Chapter 1: Provisions Relating to Individuals - Allows gains to be rolled over from one residence to another in the order the residences are purchased and used, regardless of the reasons for the sale of the old residence.
Sets a two-year residence rule for taxpayers who sell a residence pursuant to a divorce or marital separation for purposes of determining the rollover of gain on the sale of a principal residence.
Provides that the amount allowed as a deduction to rural mail carriers for the business expense of a vehicle shall be equal to qualified reimbursements.
Amends the Technical and Miscellaneous Revenue Act of 1988 to repeal the rule on the business use of automobiles by rural mail carriers.
Chapter 2: Pension Simplification - Subchapter A: Simplified Distribution Rules - Treats a stock bonus, pension, or profit-sharing trust which would otherwise be exempt from tax, except that it was organized outside the U.S., as a tax exempt trust.
Repeals the $5,000 exclusion of employees' death benefits.
Establishes a method of taxing annuity payments by taking into account the investment in the contract and the number of anticipated payments.
Subchapter B: Increased Access to Pension Plans - Makes tax- exempt organizations (except for State and local governments) eligible for 401(k) plans.
Subchapter C: Nondiscrimination Provisions - Redefines the term "highly compensated employee" for pension, profit sharing, stock bonus plan, etc.
purposes. Makes such an employee one who is a five-percent owner, or one who has compensation from the employer in excess of $80,000, or and was in top-paid group of the employer.
Repeals the family aggregation rules.
Provides alternative methods of satisfying the special nondiscrimination requirements applicable to elective deferrals and employer matching contributions.
Modifies the present nondiscrimination test applicable to simplified employee pension plans to provide that the average deferral percentage for nonhighly compensated employees for the previous year is to be used.
Subchapter D: Miscellaneous Provisions - Establishes a contribution limit for owner-employees of retirement plans.
Allows rural cooperatives which include cash or deferred arrangements to make distributions to participants after attainment of age 59 and one-half.
Modifies the treatment of government plans with respect to limits on contributions and benefits.
Provides special rules for distributions of deferred compensation plans of State and local governments and tax-exempt organizations.

───

*OBJECTIVE 1*: Condense the paragraph of the bill summary that begins "Modifies the present nondiscrimination test" into one shorter sentence that keeps its main facts.
*OBJECTIVE 2*: Report each line of the entries below that contains the string "dark", with uppercase and lowercase counted as different.

[Data listing]
───

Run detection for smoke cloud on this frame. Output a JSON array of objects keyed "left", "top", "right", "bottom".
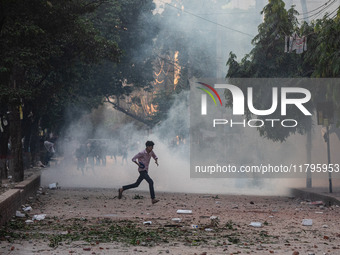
[{"left": 42, "top": 1, "right": 340, "bottom": 195}]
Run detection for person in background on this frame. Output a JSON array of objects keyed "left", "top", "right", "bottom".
[
  {"left": 43, "top": 141, "right": 55, "bottom": 166},
  {"left": 118, "top": 141, "right": 159, "bottom": 204}
]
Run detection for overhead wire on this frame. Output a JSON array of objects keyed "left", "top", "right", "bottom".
[
  {"left": 298, "top": 0, "right": 337, "bottom": 20},
  {"left": 298, "top": 0, "right": 332, "bottom": 16},
  {"left": 159, "top": 0, "right": 254, "bottom": 38}
]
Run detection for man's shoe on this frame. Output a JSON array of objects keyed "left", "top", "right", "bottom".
[{"left": 118, "top": 188, "right": 123, "bottom": 199}]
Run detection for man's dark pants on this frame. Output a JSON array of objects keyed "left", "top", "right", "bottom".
[{"left": 123, "top": 170, "right": 155, "bottom": 199}]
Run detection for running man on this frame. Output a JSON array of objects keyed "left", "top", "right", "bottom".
[{"left": 118, "top": 141, "right": 159, "bottom": 204}]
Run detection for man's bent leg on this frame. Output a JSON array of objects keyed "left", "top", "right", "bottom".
[{"left": 141, "top": 171, "right": 155, "bottom": 199}]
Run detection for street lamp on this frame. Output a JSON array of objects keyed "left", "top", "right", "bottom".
[{"left": 316, "top": 102, "right": 334, "bottom": 193}]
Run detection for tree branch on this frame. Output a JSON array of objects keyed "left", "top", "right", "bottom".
[{"left": 106, "top": 97, "right": 151, "bottom": 127}]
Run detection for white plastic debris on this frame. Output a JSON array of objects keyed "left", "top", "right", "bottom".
[
  {"left": 23, "top": 206, "right": 32, "bottom": 212},
  {"left": 48, "top": 182, "right": 58, "bottom": 189},
  {"left": 15, "top": 211, "right": 25, "bottom": 218},
  {"left": 171, "top": 218, "right": 182, "bottom": 222},
  {"left": 177, "top": 209, "right": 192, "bottom": 214},
  {"left": 302, "top": 219, "right": 313, "bottom": 226},
  {"left": 249, "top": 221, "right": 262, "bottom": 228},
  {"left": 32, "top": 214, "right": 46, "bottom": 220}
]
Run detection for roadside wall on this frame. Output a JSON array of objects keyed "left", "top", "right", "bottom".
[{"left": 0, "top": 173, "right": 40, "bottom": 226}]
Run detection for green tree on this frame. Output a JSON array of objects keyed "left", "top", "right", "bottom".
[
  {"left": 0, "top": 0, "right": 120, "bottom": 181},
  {"left": 226, "top": 0, "right": 312, "bottom": 142}
]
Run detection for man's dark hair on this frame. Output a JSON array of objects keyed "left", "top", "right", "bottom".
[{"left": 145, "top": 141, "right": 155, "bottom": 147}]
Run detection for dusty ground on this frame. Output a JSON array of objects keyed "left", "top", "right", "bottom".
[{"left": 0, "top": 185, "right": 340, "bottom": 255}]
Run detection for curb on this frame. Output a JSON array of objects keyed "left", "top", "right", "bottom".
[
  {"left": 0, "top": 173, "right": 41, "bottom": 226},
  {"left": 290, "top": 188, "right": 340, "bottom": 206}
]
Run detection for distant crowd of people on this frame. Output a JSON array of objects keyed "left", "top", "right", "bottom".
[{"left": 75, "top": 140, "right": 128, "bottom": 171}]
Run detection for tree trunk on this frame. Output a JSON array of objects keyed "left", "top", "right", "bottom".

───

*WORKED SOLUTION 1*: It changes the nondiscrimination test for simplified employee pension plans so that it uses the previous year's average deferral percentage for nonhighly compensated employees.

*WORKED SOLUTION 2*:
Run detection for man's dark pants on this frame. Output a JSON array of objects keyed "left", "top", "right", "bottom".
Run detection for man's dark hair on this frame. Output a JSON array of objects keyed "left", "top", "right", "bottom".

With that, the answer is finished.